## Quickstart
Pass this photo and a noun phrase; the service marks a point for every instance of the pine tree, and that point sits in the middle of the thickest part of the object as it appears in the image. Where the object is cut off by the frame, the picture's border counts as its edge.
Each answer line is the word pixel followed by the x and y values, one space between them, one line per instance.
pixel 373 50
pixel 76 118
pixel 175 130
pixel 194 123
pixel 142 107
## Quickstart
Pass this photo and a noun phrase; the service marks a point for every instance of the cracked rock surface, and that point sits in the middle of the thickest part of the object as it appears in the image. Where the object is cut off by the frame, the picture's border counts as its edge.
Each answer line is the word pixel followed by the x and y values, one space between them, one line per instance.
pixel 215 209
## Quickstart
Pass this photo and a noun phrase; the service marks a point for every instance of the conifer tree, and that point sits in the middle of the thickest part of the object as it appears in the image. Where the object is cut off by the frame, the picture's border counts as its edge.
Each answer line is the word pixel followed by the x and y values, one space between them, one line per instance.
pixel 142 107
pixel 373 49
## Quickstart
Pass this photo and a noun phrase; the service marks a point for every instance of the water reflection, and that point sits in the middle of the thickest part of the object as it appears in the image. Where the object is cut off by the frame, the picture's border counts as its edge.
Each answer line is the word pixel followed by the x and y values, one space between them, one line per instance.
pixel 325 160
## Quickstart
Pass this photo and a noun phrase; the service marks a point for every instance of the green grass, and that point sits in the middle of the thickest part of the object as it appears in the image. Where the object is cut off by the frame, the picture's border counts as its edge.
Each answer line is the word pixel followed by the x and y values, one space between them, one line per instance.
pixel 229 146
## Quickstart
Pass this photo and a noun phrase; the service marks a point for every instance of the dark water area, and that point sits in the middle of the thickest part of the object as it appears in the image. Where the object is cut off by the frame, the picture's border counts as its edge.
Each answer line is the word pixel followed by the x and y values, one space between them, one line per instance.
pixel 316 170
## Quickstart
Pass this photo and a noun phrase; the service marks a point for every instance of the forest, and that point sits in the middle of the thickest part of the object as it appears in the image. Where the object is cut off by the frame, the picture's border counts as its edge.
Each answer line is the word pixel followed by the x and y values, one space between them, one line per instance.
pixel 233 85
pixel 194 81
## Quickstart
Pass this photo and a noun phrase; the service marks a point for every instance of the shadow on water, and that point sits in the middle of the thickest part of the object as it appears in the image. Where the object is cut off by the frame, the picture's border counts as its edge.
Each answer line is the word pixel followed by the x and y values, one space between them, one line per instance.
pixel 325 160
※ ※ ※
• _Task objective_:
Retype the records in their entirety, matching each one exactly.

• _Response area_:
## Quickstart
Pass this photo and a noun phrase; the service marks a point for every instance of the pine tree, and that point sits in the middle of the thickest part of the object as it appears in the image. Where the object is cut off by the frame, the picture's border counts as its edge.
Each answer line is the word pixel followed by the x and y values, one space between them, one line per instance.
pixel 373 50
pixel 76 118
pixel 175 130
pixel 194 123
pixel 142 107
## Quickstart
Pass this photo and a noun phrase; the service marks a point for every instance of the cracked rock surface, and that point sits in the middle of the thickest part of the object as it appears in the image. Where the object is cut off by the frame, the picture's border counts as its edge.
Each answer line is the word pixel followed by the x and y values, one space between them, one line per instance.
pixel 215 209
## Quickstart
Pass this photo and a noun phrase; the service marks a point for every instance of the conifer tree, and that point sits in the middle of the thickest part of the object as it appears in the image. Where the object is cut off by the frame, the picture's border counts as its edge.
Each answer line is the word pixel followed by the x and y values, one space between them, one line per instance.
pixel 142 107
pixel 373 49
## Quickstart
Pass this photo and a noun phrase; the service marks a point for every instance of the water reflection, and that point sits in the middle of the thickest part of the object as it appears in the image. Where the object is cut off by the frame, the picture's border counts as its edge.
Each answer line is the word pixel followed by the x and y values, one space between them, one line per instance.
pixel 325 160
## Quickstart
Pass this photo and a noun phrase; the service marks a point for every instance of the green grass, and that point sits in the middle of the thickest part of the object as it appears in the image. Where the object is cut off by the frame, the picture's border counts as its edge.
Each answer line is the word pixel followed by the x and y values, one space between them, one line per instance.
pixel 229 146
## Quickstart
Pass this photo and a noun phrase; the service marks a point for every instance of the dark water area, and that point sits in the middle of the thickest part of the object as it appears in the image. Where the object is cut off by the frame, the picture's border counts as its edge.
Each answer line is the word pixel followed by the x and y values, one space between them, one line per instance.
pixel 316 170
## Quickstart
Pass this photo and a noun phrase; the service marks a point for every instance of the forest, and that point sits in the middle of the thickest part of the object as it appears in the image. Where the object is cut off by the frame, the picture's border counts as its edge.
Each answer line is the word pixel followed by the x and y values, one space between them, one line per instance.
pixel 233 85
pixel 194 81
## Quickstart
Pass this photo and a noun phrase; the service marks a point for every instance of the shadow on water, and that point sits in the middle of the thickest part of the object as it appears in the image. Where the object is cut off by the frame, the picture's border counts as its edge.
Each answer line is the word pixel followed by the x and y values, one space between them, one line per instance.
pixel 325 160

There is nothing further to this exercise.